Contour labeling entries
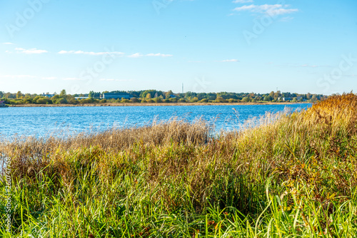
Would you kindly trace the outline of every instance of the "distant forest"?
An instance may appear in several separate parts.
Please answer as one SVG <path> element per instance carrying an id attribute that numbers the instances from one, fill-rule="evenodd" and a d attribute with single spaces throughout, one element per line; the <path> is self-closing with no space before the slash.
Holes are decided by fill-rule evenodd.
<path id="1" fill-rule="evenodd" d="M 104 93 L 121 93 L 130 95 L 128 98 L 104 99 Z M 8 104 L 84 104 L 104 103 L 256 103 L 256 102 L 316 102 L 327 98 L 321 94 L 300 94 L 281 93 L 174 93 L 172 90 L 156 90 L 130 91 L 90 91 L 86 94 L 67 94 L 62 90 L 60 93 L 43 94 L 15 93 L 0 91 L 0 98 Z"/>

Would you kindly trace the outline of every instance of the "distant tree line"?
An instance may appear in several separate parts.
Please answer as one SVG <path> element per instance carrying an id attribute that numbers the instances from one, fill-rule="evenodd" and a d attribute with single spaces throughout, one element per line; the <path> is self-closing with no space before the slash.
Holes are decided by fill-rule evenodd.
<path id="1" fill-rule="evenodd" d="M 129 94 L 131 99 L 101 99 L 104 93 Z M 76 99 L 77 97 L 88 98 Z M 94 92 L 88 94 L 67 94 L 62 90 L 59 94 L 16 93 L 0 91 L 0 98 L 9 104 L 84 104 L 104 103 L 256 103 L 256 102 L 316 102 L 327 98 L 322 94 L 299 94 L 271 91 L 269 93 L 174 93 L 172 90 L 116 90 Z"/>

## Exercise task
Rewrite every one of the entries above, substituting "Could you please" for each occurrence of "Would you kindly" and keeping everything else the same. Leave the pictures out of your answer.

## Output of the task
Could you please trace the outline of every instance of the "distant forest"?
An instance may appear in several separate parts.
Please answer as one SVG <path> element per instance carrying an id attribute that numbers the instances from one, fill-rule="evenodd" and a d attribute with single spaces throughout, one element per line; the <path> is self-closing with no space before the slash.
Holes are decided by fill-rule evenodd.
<path id="1" fill-rule="evenodd" d="M 104 93 L 121 93 L 130 95 L 128 98 L 104 99 Z M 8 104 L 84 104 L 104 103 L 256 103 L 256 102 L 316 102 L 327 98 L 321 94 L 300 94 L 281 93 L 174 93 L 172 90 L 156 90 L 130 91 L 90 91 L 86 94 L 67 94 L 62 90 L 60 93 L 43 94 L 15 93 L 0 91 L 0 98 Z"/>

Could you please trace the outline of every instance of the "distant tree line"?
An instance may appear in several separate parts.
Please answer as one SVG <path> element per instance carrying an id attribute that numbers the instances from one, fill-rule="evenodd" and a d attribute with single spaces throughout, one element per line; the <path> is self-closing with no space before the slash.
Holes are decided by fill-rule evenodd.
<path id="1" fill-rule="evenodd" d="M 129 94 L 131 99 L 101 99 L 104 93 Z M 76 99 L 77 97 L 88 98 Z M 94 92 L 88 94 L 67 94 L 62 90 L 59 94 L 16 93 L 0 91 L 0 98 L 9 104 L 84 104 L 104 103 L 256 103 L 256 102 L 316 102 L 327 98 L 322 94 L 299 94 L 271 91 L 269 93 L 174 93 L 172 90 L 116 90 Z"/>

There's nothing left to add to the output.